**TASK INSTRUCTIONS**: Write out exactly the lines running from the one that contains "of the flat" through the end of the material.
** START SUPPLIED RECORDS **
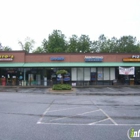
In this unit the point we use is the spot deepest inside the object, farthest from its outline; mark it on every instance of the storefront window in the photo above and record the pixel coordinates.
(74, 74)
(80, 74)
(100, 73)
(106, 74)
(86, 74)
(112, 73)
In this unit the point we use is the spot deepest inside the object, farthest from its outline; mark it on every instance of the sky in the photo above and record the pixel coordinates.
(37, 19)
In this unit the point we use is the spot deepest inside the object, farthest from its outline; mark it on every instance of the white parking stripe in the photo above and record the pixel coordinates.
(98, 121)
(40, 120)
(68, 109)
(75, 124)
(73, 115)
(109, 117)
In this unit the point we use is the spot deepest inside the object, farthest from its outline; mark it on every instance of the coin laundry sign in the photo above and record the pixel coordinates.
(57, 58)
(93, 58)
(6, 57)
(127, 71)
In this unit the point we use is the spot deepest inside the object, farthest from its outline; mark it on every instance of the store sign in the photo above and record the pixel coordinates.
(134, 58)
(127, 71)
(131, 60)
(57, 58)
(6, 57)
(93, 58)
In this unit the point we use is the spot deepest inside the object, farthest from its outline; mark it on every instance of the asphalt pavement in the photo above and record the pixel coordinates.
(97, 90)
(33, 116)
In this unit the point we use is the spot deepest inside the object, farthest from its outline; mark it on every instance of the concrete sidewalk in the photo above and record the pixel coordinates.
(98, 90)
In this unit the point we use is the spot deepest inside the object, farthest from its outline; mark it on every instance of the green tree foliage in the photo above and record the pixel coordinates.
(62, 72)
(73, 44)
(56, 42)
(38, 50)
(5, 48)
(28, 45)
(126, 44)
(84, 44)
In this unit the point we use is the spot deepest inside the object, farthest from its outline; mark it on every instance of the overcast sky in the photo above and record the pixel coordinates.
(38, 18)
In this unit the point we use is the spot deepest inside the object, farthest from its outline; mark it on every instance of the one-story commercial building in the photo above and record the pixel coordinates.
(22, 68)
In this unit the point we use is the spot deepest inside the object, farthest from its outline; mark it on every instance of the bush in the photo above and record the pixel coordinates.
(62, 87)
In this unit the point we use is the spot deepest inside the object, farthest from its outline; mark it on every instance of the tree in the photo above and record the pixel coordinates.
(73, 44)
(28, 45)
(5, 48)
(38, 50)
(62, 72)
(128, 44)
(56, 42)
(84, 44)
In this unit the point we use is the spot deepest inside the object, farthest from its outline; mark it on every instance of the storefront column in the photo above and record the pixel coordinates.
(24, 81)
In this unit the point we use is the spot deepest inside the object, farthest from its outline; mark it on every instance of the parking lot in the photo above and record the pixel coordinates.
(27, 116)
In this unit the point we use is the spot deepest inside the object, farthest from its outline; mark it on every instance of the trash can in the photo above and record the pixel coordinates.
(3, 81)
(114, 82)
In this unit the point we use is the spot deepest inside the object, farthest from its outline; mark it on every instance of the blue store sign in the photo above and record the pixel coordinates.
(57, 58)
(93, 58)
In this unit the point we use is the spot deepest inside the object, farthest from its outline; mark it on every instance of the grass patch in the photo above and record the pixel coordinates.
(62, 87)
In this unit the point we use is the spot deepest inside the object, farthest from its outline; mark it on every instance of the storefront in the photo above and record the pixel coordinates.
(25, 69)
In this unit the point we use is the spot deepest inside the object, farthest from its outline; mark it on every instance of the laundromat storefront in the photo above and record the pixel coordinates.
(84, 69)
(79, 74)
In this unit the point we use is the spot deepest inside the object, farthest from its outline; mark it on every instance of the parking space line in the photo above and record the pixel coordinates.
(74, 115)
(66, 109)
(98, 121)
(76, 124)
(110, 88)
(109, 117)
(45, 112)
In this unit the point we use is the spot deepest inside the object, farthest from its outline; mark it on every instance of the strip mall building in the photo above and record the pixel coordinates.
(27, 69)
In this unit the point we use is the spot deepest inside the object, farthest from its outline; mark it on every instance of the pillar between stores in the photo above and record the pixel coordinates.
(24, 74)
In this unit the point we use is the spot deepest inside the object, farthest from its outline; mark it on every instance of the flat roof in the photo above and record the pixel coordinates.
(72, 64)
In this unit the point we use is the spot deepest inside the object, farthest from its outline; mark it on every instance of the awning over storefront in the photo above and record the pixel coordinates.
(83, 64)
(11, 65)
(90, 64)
** END SUPPLIED RECORDS **
**TASK SOLUTION**:
In this unit the point we use is the spot deepest inside the object, farthest from its outline; mark it on every instance of the flat roof in the photo above and record the pixel coordinates.
(72, 64)
In this unit the point we use is the spot deepest inside the object, farthest from its outline; mark it on every instance of the awning over storefront in the photo above and record the pixel coordinates.
(83, 64)
(11, 65)
(90, 64)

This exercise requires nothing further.